* Stored items *
%%
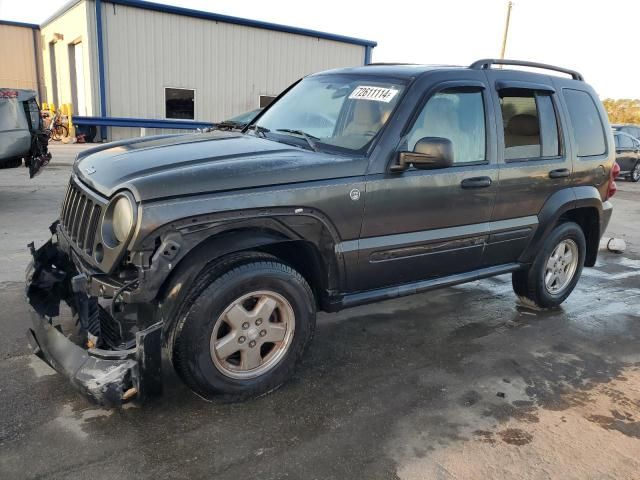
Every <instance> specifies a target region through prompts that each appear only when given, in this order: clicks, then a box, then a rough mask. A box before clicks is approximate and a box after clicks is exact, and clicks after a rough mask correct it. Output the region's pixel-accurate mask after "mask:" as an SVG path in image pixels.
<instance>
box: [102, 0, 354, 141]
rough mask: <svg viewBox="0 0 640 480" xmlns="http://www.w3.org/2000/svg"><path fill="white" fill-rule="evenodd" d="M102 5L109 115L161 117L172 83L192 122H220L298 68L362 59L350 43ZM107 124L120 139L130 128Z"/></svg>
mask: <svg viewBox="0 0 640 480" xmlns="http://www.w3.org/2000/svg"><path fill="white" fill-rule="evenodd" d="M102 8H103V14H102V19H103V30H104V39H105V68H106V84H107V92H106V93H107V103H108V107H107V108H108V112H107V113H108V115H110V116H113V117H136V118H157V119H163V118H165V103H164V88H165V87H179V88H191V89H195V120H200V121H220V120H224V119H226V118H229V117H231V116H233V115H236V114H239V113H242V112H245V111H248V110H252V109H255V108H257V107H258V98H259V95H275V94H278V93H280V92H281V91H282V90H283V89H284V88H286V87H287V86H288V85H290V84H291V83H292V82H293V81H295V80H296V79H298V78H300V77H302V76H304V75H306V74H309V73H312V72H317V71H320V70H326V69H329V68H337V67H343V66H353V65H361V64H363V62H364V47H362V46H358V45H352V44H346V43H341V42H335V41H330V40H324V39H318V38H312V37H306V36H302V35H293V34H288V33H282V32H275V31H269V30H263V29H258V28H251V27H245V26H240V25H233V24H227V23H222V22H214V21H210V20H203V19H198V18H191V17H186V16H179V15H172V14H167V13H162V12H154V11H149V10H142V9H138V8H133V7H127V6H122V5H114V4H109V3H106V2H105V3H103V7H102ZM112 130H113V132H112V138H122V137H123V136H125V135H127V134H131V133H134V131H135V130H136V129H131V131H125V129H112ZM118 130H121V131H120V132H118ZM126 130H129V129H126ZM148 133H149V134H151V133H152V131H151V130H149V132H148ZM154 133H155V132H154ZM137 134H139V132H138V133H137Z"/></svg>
%%
%%
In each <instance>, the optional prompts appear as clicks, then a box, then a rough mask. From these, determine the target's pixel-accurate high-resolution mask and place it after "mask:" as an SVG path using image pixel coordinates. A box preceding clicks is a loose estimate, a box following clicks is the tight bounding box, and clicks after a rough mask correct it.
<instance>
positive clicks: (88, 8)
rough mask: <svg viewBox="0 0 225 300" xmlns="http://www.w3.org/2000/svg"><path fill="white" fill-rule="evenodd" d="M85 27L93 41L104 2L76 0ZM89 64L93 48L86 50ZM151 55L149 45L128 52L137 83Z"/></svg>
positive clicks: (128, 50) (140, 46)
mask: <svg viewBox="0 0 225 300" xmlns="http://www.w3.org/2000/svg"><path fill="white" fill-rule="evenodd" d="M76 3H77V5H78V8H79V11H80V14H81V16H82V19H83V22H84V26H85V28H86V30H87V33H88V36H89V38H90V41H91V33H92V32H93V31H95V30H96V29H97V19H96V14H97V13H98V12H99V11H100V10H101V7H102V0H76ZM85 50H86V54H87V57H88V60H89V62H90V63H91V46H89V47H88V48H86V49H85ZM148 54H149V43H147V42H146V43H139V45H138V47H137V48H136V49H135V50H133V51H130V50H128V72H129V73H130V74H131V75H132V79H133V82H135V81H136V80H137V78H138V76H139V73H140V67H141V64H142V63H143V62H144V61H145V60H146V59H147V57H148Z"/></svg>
%%
* YOUR GOAL *
Switch "rough mask" to "coarse mask" in the stored items between the lines holding "Every <instance> specifies" and "5L109 115L161 117L172", inclusive. Return only those lines, with everything else left as is.

* EXERCISE OUTPUT *
Every <instance> specifies a target region through prompts that each appear only when given, in this order: clicks, then a box, then a coarse mask. A box before clicks is approximate and a box after clicks is exact, and clicks after a coarse mask correct it. Output the region's pixel-accurate mask after "mask:" as an SVG path in image pixels.
<instance>
box: [102, 0, 354, 141]
coarse mask: <svg viewBox="0 0 640 480" xmlns="http://www.w3.org/2000/svg"><path fill="white" fill-rule="evenodd" d="M102 5L109 115L161 117L172 83L192 122H220L298 68L362 59L350 43ZM107 124L120 139L130 128Z"/></svg>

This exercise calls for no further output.